OBJECTIVE:
Rewrite as a two-column CSV everything from the line containing "like x=76 y=173." down to the end of the entries, with columns named instruction and coordinates. Give one row per entry, put its wording and its answer each in a single quoted field with line breaks replaced by spaces, and leave out the pictures.

DATASET:
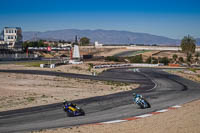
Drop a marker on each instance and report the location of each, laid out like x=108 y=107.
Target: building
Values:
x=12 y=37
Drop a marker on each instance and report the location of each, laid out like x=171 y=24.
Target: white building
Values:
x=12 y=37
x=97 y=44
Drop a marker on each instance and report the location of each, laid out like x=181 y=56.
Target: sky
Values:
x=170 y=18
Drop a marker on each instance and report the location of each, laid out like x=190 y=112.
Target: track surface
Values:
x=169 y=90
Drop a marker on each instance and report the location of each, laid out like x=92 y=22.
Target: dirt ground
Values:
x=182 y=120
x=191 y=75
x=25 y=90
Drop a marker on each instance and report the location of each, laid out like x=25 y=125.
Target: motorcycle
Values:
x=72 y=109
x=143 y=103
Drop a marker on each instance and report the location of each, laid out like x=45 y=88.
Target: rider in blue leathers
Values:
x=136 y=97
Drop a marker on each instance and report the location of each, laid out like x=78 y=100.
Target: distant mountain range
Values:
x=103 y=36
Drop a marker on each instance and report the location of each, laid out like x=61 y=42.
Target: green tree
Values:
x=197 y=54
x=180 y=59
x=189 y=57
x=175 y=56
x=148 y=60
x=84 y=41
x=136 y=59
x=164 y=60
x=154 y=60
x=188 y=45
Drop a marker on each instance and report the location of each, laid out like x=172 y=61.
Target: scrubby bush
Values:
x=148 y=60
x=164 y=60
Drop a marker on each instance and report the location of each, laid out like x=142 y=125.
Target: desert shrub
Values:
x=164 y=60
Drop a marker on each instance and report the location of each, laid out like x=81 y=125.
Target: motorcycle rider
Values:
x=136 y=97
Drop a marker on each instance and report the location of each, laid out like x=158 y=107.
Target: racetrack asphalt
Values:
x=161 y=89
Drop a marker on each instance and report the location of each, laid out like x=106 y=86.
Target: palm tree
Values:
x=175 y=56
x=188 y=45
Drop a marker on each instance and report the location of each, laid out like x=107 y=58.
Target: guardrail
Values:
x=126 y=65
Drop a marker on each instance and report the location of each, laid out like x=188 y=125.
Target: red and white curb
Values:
x=140 y=116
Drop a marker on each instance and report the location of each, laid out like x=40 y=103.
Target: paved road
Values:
x=169 y=90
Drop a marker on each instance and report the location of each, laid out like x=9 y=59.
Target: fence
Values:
x=17 y=56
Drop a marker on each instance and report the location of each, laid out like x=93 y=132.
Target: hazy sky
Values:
x=171 y=18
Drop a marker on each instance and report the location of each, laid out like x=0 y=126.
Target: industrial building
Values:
x=11 y=38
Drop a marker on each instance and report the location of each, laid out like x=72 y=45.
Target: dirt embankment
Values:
x=25 y=90
x=182 y=120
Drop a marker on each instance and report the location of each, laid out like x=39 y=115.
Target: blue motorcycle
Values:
x=139 y=100
x=72 y=109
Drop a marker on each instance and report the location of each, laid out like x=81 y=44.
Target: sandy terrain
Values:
x=195 y=76
x=19 y=91
x=182 y=120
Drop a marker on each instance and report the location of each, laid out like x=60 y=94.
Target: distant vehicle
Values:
x=72 y=109
x=139 y=100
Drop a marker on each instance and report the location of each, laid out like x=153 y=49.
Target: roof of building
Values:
x=12 y=27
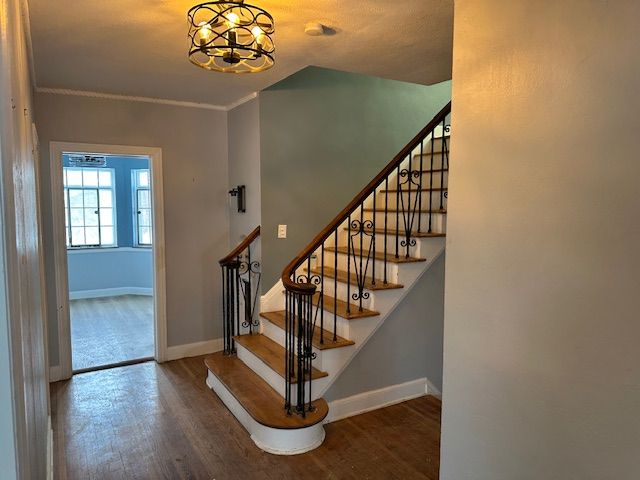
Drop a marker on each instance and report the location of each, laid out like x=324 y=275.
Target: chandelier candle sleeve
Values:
x=231 y=37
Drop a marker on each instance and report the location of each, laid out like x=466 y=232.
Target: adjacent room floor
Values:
x=111 y=330
x=150 y=421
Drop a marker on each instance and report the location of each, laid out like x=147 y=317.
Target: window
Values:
x=142 y=207
x=89 y=203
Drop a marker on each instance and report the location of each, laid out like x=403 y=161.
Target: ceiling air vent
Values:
x=87 y=161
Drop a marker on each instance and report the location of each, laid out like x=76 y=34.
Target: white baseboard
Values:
x=194 y=349
x=110 y=292
x=383 y=397
x=55 y=373
x=432 y=390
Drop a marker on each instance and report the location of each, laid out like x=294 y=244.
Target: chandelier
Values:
x=232 y=37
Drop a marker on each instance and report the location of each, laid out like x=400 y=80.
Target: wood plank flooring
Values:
x=152 y=421
x=111 y=330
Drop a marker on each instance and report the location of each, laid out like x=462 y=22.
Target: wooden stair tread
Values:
x=381 y=210
x=272 y=354
x=255 y=395
x=278 y=319
x=341 y=276
x=391 y=258
x=341 y=308
x=391 y=231
x=413 y=190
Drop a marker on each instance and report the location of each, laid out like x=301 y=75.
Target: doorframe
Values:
x=56 y=149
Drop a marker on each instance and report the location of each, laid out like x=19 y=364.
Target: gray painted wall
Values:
x=324 y=135
x=407 y=346
x=194 y=152
x=542 y=364
x=244 y=167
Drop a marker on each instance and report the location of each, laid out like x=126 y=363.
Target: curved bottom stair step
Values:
x=260 y=410
x=278 y=319
x=260 y=401
x=272 y=354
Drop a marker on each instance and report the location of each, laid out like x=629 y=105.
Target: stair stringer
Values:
x=335 y=361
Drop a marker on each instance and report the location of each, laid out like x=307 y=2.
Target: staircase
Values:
x=331 y=298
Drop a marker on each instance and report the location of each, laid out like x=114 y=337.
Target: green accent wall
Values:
x=324 y=134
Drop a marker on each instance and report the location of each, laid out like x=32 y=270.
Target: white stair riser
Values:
x=438 y=161
x=438 y=221
x=273 y=440
x=392 y=268
x=325 y=359
x=268 y=374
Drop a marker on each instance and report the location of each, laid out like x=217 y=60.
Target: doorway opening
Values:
x=109 y=238
x=109 y=263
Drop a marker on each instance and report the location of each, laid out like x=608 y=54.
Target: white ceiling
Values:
x=138 y=48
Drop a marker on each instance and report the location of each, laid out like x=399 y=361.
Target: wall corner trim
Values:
x=375 y=399
x=194 y=349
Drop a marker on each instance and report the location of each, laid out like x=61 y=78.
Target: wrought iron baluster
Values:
x=420 y=190
x=398 y=209
x=322 y=290
x=361 y=273
x=431 y=186
x=349 y=247
x=373 y=229
x=386 y=215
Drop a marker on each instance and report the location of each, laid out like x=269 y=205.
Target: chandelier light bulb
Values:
x=233 y=20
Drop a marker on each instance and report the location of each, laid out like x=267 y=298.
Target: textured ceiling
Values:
x=138 y=48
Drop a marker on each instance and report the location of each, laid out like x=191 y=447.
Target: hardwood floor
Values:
x=150 y=421
x=110 y=330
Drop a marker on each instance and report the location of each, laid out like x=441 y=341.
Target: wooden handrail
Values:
x=241 y=247
x=289 y=270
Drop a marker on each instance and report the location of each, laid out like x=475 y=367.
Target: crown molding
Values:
x=161 y=101
x=26 y=25
x=239 y=102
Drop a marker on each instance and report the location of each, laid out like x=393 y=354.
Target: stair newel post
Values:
x=443 y=148
x=322 y=293
x=225 y=310
x=386 y=215
x=299 y=349
x=335 y=286
x=350 y=248
x=420 y=192
x=398 y=210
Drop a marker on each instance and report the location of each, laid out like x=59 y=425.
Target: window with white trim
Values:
x=89 y=203
x=142 y=218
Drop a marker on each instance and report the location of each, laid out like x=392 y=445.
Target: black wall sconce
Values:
x=238 y=192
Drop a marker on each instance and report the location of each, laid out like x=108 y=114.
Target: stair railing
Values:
x=241 y=275
x=306 y=277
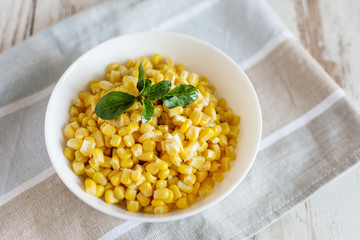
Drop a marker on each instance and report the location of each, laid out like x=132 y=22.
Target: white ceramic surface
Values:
x=198 y=56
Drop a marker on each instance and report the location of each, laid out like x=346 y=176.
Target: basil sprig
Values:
x=116 y=103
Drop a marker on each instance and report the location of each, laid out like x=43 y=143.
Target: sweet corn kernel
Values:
x=74 y=143
x=157 y=203
x=185 y=169
x=126 y=176
x=146 y=156
x=149 y=145
x=146 y=189
x=108 y=130
x=182 y=203
x=98 y=155
x=69 y=153
x=129 y=140
x=225 y=164
x=184 y=187
x=78 y=167
x=90 y=186
x=130 y=194
x=137 y=150
x=209 y=155
x=99 y=178
x=143 y=200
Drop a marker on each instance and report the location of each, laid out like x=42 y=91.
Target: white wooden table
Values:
x=329 y=29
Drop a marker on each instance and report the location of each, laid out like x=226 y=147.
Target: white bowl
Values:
x=198 y=56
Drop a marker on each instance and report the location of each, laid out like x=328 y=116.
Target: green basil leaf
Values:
x=148 y=82
x=148 y=110
x=181 y=95
x=141 y=79
x=157 y=90
x=114 y=104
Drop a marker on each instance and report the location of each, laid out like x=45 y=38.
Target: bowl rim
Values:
x=159 y=218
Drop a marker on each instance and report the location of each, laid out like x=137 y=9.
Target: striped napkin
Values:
x=308 y=123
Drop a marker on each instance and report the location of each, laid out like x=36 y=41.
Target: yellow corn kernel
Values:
x=156 y=59
x=124 y=154
x=205 y=190
x=176 y=111
x=161 y=165
x=81 y=133
x=160 y=184
x=187 y=153
x=146 y=189
x=149 y=177
x=229 y=152
x=163 y=174
x=108 y=130
x=185 y=169
x=98 y=155
x=225 y=164
x=99 y=190
x=78 y=167
x=129 y=140
x=89 y=171
x=130 y=194
x=99 y=138
x=214 y=166
x=189 y=179
x=110 y=197
x=146 y=135
x=225 y=128
x=223 y=142
x=206 y=134
x=218 y=177
x=206 y=166
x=146 y=156
x=151 y=168
x=217 y=151
x=192 y=133
x=115 y=140
x=69 y=153
x=184 y=187
x=143 y=200
x=201 y=176
x=192 y=198
x=195 y=116
x=99 y=178
x=137 y=150
x=87 y=147
x=162 y=193
x=157 y=203
x=182 y=203
x=127 y=163
x=209 y=155
x=132 y=127
x=149 y=209
x=74 y=143
x=115 y=162
x=136 y=174
x=126 y=176
x=119 y=192
x=197 y=162
x=202 y=146
x=196 y=188
x=90 y=186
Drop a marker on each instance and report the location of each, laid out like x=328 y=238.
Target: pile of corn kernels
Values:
x=158 y=166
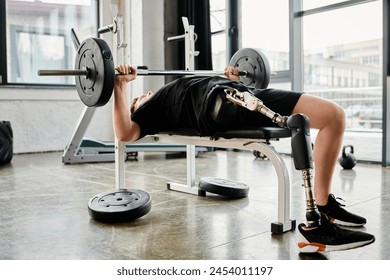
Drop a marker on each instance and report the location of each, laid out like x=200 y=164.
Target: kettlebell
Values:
x=347 y=160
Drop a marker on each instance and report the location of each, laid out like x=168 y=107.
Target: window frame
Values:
x=3 y=52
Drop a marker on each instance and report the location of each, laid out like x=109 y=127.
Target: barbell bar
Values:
x=142 y=72
x=95 y=71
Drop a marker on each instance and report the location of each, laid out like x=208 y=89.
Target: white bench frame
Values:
x=284 y=223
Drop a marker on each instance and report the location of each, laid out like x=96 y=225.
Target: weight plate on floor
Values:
x=96 y=88
x=223 y=187
x=256 y=64
x=121 y=205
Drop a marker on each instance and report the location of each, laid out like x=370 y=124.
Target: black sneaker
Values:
x=339 y=215
x=330 y=237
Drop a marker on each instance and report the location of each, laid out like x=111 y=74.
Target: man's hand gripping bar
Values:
x=252 y=103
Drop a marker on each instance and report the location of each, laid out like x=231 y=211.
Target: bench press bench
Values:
x=254 y=138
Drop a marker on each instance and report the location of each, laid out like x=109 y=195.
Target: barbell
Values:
x=95 y=71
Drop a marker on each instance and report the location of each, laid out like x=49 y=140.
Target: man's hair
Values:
x=132 y=106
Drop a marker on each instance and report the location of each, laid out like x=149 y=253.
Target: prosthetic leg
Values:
x=299 y=125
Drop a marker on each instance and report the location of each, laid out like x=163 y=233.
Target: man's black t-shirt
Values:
x=189 y=102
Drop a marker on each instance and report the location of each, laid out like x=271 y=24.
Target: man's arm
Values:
x=125 y=129
x=232 y=73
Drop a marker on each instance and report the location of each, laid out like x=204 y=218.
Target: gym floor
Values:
x=44 y=215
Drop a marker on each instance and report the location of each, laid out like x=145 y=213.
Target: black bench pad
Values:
x=249 y=132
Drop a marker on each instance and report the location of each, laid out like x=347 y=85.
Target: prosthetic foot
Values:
x=319 y=235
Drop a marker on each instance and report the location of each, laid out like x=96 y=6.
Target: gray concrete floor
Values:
x=44 y=216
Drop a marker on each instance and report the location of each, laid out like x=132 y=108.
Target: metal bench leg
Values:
x=284 y=222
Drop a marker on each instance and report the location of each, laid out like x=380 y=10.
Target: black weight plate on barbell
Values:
x=95 y=90
x=122 y=205
x=223 y=187
x=256 y=64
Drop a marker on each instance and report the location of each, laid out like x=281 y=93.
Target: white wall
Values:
x=44 y=119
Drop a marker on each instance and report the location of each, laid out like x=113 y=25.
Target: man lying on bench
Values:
x=201 y=103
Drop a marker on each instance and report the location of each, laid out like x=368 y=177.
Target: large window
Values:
x=343 y=62
x=38 y=36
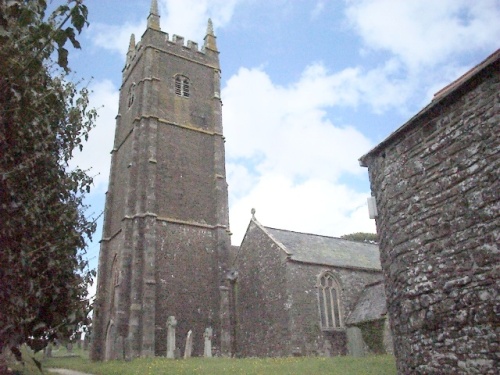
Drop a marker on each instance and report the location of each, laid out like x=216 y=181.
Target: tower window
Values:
x=131 y=94
x=182 y=86
x=329 y=302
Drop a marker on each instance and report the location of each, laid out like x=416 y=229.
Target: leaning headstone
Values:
x=189 y=345
x=208 y=342
x=47 y=351
x=127 y=352
x=171 y=324
x=86 y=342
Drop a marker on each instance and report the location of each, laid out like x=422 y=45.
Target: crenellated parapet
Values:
x=176 y=45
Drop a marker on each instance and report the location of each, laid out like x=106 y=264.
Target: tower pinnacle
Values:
x=154 y=16
x=210 y=37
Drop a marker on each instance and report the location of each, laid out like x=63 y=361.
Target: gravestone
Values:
x=189 y=345
x=171 y=324
x=208 y=342
x=127 y=352
x=47 y=352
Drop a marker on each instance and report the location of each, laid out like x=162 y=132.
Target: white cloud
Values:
x=318 y=9
x=187 y=18
x=314 y=206
x=116 y=38
x=95 y=155
x=424 y=33
x=285 y=157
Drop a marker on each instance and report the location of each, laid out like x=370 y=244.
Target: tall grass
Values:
x=372 y=365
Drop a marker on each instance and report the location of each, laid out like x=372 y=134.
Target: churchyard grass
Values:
x=373 y=365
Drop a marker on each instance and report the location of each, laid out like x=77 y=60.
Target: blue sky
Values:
x=308 y=87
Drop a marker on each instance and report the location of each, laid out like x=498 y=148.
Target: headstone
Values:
x=208 y=342
x=189 y=345
x=86 y=342
x=171 y=324
x=48 y=351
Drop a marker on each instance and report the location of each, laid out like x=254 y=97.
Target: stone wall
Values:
x=263 y=321
x=166 y=232
x=437 y=188
x=302 y=302
x=278 y=313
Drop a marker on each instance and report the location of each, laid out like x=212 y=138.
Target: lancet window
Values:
x=329 y=302
x=182 y=86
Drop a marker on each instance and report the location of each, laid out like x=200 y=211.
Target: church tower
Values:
x=166 y=234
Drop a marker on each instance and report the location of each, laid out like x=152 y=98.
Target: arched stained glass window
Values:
x=329 y=301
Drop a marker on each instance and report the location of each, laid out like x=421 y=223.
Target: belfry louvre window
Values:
x=182 y=86
x=329 y=302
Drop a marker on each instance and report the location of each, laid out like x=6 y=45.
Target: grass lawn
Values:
x=373 y=365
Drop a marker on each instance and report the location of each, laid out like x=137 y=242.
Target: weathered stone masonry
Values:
x=436 y=182
x=166 y=232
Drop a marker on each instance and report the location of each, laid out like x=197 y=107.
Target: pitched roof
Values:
x=370 y=306
x=441 y=98
x=330 y=251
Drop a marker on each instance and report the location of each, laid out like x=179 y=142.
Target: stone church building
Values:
x=166 y=250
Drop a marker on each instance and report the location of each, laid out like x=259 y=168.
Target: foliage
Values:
x=361 y=237
x=44 y=231
x=343 y=365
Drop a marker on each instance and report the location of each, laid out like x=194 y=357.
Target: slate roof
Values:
x=330 y=251
x=441 y=98
x=370 y=306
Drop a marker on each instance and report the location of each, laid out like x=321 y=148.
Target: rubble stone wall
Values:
x=437 y=189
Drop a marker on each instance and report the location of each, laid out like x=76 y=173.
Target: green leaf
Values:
x=77 y=19
x=70 y=32
x=62 y=58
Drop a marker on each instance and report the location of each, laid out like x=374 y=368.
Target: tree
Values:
x=361 y=237
x=44 y=231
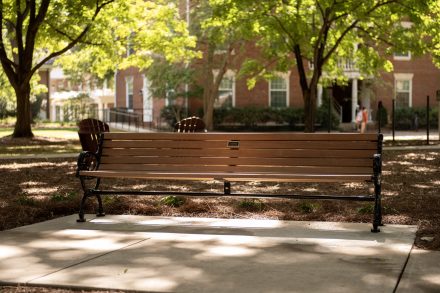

COMPLETE OUTPUT:
instruction,coordinates
"Drop a marker on each instance and report the location of each, laid out like x=76 y=173. Target: green leaf Values:","x=77 y=19 x=70 y=32 x=62 y=58"
"Drop a marker on each instance and report the location of each, laid out like x=374 y=368. Target: tree Values:","x=361 y=237 x=44 y=231"